◆ Task directions ◆
Will you print, word for word, the lines of the data starting with the line that contains "Tag the minivan" and continuing through the final line, including both?

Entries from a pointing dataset

──────────

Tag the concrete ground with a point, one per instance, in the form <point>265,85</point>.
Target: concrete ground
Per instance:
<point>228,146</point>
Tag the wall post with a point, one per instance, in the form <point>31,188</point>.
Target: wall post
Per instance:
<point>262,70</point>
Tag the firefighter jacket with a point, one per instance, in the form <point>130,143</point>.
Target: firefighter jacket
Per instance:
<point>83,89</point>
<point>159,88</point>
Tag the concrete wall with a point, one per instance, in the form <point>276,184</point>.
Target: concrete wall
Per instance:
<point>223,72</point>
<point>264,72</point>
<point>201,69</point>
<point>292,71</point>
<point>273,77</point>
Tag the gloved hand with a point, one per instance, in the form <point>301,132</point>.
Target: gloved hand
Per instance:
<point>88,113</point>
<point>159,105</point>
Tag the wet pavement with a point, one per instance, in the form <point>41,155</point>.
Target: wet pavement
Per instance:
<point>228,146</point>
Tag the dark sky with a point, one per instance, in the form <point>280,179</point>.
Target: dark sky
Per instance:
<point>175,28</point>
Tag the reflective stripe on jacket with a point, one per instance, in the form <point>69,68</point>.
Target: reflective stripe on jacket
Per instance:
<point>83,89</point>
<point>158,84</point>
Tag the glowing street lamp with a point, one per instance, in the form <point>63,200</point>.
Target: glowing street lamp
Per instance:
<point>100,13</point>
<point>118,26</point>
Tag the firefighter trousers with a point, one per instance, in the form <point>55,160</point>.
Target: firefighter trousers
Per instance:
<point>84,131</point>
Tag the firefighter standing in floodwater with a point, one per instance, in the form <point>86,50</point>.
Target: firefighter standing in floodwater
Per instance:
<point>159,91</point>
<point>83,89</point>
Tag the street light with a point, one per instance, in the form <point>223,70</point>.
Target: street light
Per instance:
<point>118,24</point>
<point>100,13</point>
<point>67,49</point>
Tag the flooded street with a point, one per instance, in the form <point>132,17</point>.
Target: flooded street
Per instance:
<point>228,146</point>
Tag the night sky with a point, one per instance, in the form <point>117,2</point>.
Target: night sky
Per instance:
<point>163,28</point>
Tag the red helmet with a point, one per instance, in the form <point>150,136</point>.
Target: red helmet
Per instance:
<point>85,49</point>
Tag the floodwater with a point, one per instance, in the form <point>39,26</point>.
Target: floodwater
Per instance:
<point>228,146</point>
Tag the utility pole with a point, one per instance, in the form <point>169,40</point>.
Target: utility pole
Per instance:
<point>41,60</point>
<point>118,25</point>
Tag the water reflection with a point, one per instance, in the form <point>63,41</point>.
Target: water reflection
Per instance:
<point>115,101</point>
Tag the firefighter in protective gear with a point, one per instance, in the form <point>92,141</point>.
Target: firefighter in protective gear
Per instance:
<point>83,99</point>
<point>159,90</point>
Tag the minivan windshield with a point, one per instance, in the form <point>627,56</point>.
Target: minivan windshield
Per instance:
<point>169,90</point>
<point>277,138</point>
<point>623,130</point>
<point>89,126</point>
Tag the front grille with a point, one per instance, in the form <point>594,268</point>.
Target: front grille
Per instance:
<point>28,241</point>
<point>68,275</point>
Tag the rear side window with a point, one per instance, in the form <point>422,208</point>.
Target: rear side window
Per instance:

──────────

◆ Task result ◆
Tag the minivan windshield with a point, one per instance, in the form <point>627,56</point>.
Target: minivan windshield
Per instance:
<point>169,90</point>
<point>277,138</point>
<point>623,130</point>
<point>89,126</point>
Tag the front grille with a point, one per instance, in the form <point>594,268</point>.
Target: front grille
Per instance:
<point>28,241</point>
<point>68,275</point>
Tag the rear side window with a point, one per instance, in the form <point>422,208</point>.
Target: rear side window
Per instance:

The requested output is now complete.